§ **Set task 1**
Do these statements agree with the blog excerpt on ADDI? Answer yes or no for each, quoting the words of the excerpt that decide it. (a) The writer can accept a film that engages the emotions without engaging the intellect. (b) The writer's DVD player shows subtitles at speeds up to 2x. (c) The writer gave up on 'cache' a little after the one-hour mark.
§ **Set task 2**
Could you extend the blog excerpt on ADDI, picking up after its last sentence?

-- begin Text extract --

Christopher Stack, who is finishing his film An Exercise in Vigilance and who replied on the Sundance post below, blogs over at Deep Structure. I just checked out his blog for the first time and like this post from back in August on what Stack calls ADDI:

ADDI-compliant.

it's a term a friend and i coined to describe films that don't bore me.

add (attention deficit disorder for those of you living under a rock) + intelligence.

the film not only has to move quickly, but it has to do so with intelligence, not wasting time on explaining the obvious or even the not-so-obvious. quick editing and moving pictures aren't enough, i have to be engaged intellectually as well. preferably both intellectually and emotionally. however i can deal with intellectual stimulation without the emotional, but not vice-versa.

combine that standard with idiosyncratic likes and dislikes and you end up with a person with a fairly low enjoyment rate of most entertainment. however, it never ceases to amaze me how severely films fail this personal certification.

for instance, today i tried to watch 'cache.' (don't worry, no spoilers here).

i tried watching the film for the first 20 minutes or so. and definitely there are cultural differences (french films have no problem showing real conversations, no matter how boring), but really, the set-up here could have been done in *much* less time.

after the first twenty minutes my add kicked in and i switched into addi-compensation mode: watching on 2x fast-forward with subtitles on. i'd go faster, but subtitles on my dvd player only display up to 2x. anything after that they don't bother (like i can't read that fast?? please).

even that wasn't enough. it's not just the slow pace that doesn't make sense in this film. it's the character choices. for example, for no reason the main character doesn't want to tell his wife what he's thinking. there's a whole scene in which she berates him for this. who cares? it's a dumb choice, frustrating to watch and doesn't do anything for the story, and it's a lame device that sets up the main character to visit a location alone, instead of with help as his wife suggests.

eventually i progressed to just jumping foward to the next indexed scene after watching the current one briefly, and then gave up a litte after the one hour mark....

-- end Text extract --
-- begin Data excerpts --

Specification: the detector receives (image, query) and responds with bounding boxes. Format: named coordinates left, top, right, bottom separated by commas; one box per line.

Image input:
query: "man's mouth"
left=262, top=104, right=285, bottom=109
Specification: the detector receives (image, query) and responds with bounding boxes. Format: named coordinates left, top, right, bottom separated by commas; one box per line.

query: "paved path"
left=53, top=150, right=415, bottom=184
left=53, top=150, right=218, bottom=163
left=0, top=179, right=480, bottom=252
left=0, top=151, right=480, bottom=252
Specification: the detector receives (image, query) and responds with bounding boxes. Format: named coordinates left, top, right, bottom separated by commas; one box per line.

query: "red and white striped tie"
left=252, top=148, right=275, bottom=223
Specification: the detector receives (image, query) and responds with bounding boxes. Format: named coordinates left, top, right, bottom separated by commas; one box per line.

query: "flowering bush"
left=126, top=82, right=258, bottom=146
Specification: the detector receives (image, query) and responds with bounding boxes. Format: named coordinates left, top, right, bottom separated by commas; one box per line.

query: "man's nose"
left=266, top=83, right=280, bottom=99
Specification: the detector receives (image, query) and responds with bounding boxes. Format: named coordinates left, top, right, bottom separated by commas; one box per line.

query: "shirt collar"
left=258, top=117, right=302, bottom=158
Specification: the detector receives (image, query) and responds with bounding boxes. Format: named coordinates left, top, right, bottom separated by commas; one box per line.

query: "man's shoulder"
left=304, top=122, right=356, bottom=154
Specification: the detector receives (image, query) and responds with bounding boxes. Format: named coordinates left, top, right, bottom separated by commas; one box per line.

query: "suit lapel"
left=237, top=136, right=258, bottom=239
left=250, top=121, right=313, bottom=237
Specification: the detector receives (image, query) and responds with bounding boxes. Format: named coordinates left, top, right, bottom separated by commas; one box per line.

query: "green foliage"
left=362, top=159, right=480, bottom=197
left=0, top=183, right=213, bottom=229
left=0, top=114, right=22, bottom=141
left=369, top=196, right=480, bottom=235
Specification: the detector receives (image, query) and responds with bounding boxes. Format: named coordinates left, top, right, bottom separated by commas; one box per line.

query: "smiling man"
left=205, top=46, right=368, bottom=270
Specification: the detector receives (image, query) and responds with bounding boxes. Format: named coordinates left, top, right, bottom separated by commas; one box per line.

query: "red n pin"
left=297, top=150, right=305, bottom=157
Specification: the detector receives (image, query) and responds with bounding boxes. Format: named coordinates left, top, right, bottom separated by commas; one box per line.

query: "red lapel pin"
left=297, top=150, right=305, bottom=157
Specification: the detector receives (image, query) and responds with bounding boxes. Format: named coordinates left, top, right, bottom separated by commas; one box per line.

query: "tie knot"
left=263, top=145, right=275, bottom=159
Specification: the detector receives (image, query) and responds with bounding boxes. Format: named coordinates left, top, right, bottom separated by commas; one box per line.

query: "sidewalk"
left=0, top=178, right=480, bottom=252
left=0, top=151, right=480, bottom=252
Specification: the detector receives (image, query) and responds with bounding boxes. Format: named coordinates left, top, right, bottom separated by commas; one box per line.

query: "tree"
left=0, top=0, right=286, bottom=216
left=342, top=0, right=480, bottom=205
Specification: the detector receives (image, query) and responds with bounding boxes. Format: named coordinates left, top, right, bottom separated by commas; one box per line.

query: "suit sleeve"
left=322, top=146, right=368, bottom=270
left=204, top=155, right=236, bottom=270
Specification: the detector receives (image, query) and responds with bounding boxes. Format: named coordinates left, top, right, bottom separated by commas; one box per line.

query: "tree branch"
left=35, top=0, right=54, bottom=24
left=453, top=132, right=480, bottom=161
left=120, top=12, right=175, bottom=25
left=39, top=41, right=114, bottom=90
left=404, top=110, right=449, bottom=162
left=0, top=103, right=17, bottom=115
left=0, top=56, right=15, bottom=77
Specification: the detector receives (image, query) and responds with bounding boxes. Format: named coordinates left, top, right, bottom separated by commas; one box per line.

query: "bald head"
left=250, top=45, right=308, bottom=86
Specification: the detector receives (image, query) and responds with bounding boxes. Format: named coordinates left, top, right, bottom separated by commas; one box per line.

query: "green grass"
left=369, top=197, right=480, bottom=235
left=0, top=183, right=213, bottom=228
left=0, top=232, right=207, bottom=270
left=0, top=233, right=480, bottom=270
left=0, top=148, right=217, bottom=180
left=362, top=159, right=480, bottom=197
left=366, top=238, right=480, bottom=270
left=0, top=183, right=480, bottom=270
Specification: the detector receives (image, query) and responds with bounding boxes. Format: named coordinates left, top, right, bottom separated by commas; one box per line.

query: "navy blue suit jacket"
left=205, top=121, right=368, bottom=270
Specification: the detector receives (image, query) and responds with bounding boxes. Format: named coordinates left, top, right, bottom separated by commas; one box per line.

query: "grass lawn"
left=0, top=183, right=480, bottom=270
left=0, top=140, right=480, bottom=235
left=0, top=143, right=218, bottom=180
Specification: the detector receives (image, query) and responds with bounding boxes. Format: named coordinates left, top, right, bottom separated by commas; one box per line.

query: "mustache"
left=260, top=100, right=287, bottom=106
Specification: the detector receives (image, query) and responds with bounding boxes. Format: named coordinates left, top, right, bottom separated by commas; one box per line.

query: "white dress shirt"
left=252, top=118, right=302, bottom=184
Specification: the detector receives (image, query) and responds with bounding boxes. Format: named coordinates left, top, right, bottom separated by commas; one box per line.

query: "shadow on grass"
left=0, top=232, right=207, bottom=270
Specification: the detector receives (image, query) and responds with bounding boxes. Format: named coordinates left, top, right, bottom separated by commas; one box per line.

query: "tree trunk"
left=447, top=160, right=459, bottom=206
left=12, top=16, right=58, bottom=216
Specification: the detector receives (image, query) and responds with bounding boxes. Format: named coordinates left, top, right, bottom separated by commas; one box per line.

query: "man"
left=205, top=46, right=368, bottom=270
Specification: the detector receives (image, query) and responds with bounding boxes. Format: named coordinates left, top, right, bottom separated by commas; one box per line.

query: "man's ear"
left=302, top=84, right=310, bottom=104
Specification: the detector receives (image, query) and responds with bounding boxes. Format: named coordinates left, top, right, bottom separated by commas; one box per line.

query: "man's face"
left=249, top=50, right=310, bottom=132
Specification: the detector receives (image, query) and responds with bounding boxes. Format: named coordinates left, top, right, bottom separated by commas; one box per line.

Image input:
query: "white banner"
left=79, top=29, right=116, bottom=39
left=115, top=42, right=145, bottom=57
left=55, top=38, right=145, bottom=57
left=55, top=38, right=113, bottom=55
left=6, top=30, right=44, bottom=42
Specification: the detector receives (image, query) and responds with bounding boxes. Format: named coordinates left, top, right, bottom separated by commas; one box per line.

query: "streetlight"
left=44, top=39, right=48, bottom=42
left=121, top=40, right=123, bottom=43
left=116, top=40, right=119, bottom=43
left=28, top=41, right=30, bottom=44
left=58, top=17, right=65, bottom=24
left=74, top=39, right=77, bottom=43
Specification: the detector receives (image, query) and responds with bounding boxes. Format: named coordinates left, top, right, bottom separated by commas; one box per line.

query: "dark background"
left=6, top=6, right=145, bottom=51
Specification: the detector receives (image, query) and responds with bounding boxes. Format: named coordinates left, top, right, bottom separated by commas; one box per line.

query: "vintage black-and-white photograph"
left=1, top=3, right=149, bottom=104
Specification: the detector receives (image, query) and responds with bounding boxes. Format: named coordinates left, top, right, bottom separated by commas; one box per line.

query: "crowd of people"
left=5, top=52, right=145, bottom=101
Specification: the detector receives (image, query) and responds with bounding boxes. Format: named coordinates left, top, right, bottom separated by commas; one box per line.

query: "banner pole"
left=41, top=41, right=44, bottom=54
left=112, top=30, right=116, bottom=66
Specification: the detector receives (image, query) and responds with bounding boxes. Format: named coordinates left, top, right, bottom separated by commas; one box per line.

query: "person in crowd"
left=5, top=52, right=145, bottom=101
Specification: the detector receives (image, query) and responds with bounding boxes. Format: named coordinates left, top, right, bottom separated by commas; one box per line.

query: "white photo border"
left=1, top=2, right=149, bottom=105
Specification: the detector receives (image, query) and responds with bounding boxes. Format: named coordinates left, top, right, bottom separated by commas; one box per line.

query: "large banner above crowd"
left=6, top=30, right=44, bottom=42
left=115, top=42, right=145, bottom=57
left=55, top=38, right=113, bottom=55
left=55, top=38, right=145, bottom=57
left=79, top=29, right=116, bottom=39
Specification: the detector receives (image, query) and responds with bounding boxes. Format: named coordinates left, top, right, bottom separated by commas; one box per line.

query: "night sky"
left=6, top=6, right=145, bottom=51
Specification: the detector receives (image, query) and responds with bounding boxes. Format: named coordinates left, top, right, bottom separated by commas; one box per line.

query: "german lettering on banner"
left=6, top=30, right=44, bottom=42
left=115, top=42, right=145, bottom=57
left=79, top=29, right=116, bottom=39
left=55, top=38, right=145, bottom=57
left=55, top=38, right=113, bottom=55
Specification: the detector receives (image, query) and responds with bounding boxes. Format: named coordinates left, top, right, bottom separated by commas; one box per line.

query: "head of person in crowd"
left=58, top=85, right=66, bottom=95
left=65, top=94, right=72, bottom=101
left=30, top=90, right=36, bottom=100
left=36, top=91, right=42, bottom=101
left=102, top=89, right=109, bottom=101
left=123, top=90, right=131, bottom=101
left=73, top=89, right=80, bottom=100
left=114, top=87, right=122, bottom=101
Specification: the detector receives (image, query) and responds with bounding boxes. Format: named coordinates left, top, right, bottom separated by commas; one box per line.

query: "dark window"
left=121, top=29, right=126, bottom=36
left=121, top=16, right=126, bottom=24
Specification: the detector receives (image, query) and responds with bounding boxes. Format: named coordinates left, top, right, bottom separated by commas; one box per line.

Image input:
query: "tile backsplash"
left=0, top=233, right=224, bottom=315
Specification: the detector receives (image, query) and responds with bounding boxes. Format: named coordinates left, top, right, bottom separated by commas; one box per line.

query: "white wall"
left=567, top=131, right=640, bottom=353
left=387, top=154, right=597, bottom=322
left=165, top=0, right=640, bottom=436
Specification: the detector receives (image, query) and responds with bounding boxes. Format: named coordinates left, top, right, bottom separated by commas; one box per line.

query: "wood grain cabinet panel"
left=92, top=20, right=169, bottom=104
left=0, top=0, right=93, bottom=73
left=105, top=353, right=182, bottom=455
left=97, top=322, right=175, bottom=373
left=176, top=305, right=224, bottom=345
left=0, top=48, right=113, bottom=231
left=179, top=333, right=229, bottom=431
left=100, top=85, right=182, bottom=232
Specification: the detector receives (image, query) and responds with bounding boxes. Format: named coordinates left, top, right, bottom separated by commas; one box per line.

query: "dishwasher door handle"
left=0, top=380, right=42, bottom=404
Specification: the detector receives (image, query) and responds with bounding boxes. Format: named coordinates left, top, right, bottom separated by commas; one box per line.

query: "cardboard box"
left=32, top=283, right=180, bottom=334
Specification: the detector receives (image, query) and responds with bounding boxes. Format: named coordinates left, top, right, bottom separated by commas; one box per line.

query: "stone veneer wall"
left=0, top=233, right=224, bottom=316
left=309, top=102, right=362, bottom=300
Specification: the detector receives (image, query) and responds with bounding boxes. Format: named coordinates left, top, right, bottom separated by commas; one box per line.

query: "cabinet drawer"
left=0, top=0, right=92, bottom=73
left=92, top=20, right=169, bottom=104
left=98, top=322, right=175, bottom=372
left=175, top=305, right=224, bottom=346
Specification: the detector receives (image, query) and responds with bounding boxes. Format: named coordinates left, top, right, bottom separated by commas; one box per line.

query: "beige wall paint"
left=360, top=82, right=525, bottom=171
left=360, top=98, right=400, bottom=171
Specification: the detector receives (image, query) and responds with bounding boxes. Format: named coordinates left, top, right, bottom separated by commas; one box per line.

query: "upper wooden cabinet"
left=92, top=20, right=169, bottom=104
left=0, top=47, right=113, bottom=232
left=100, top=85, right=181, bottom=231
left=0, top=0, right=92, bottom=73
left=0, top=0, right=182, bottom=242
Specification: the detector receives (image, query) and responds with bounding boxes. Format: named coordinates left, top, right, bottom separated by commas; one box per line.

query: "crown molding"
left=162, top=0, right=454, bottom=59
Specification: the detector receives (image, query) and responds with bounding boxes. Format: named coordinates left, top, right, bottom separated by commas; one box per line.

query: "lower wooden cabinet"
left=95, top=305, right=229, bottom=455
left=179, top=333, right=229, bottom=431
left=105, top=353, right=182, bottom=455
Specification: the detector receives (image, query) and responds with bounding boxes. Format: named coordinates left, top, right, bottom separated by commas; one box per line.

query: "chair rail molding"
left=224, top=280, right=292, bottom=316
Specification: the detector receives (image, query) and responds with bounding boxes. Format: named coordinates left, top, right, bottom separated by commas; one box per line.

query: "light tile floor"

-- end Data excerpts --

§ **Task response 1**
(a) No: "however i can deal with intellectual stimulation without the emotional, but not vice-versa."
(b) Yes: "subtitles on my dvd player only display up to 2x."
(c) Yes: "then gave up a litte after the one hour mark...."

§ **Task response 2**
the bottom line is information. im sure it's not just me. we've all grown up in a media-saturated environment where information is instantaneous and omnipresent. playing videos games, using the web, watching tv, films, music videos, commercials and comic books; we know how to absorb visual information incredibly quickly. so if you linger too long on a scene or show me superfluous detail, im already bored.

plus, we've seen every story numerous times. it's hard to do something original, but if you can't do something original at least do it quickly!

...i guess then that it's no surprise my favorite film of last year was syrianna. definitely ADDI-compliant!


# posted by Scott Macaulay @ 1/08/2007 06:19:00 PM
Comments (7)

 
Maybe you guys should watch fewer video games and stop fast forwarding through subtitled films. You might reap the benefits of a movie with a slow buildup and savor the cummulative effect of a great and important film like Caché. Turn off your phone, your ipod and whatever sensory overload you insist upon and just watch the movie. Check your A.D.D. at the door (probably too much to ask). You might learn something. Not all great things have to move swiftly.
# posted by Anonymous Anonymous @ 1/09/2007 10:03 AM  

 
Harumph!

Well, as someone whose favorite filmmakers are Tarkovsky and Antonioni and who has sat through both "Satantango" and "Berlin Alexanderplatz" in single screenings, I think I can still appreciate what Stack posted. I love slow-moving cinema, but I am increasingly finding it very difficult to watch it on video at home. I need the theatrical experience to adjust my own rhythms to this type of movie.
# posted by Blogger Scott Macaulay @ 1/09/2007 3:26 PM  

 
hey thanks for the mention scott! and i think you make an excellent point about the theatrical experience versus home video (though as home theatres get more elaborate will that ameliorate the effect?)

anon - it's true that not all things have to move swiftly, but it's also true that slow moving things aren't automatically great.

although i'd love to like more films (or more accurately have there be more films i like), im happy with my a.d.d.* :)

i spent years trying to like movies i "should" because they were classics, but i've decided that's a losing cause. who knows perhaps i'll create a niche for myself as a an addi-compliant filmmaker. ;)
# posted by Blogger deepstructure @ 1/09/2007 10:44 PM  

 
As a friend emailed me, "The smaller the screen, the faster the cuts..."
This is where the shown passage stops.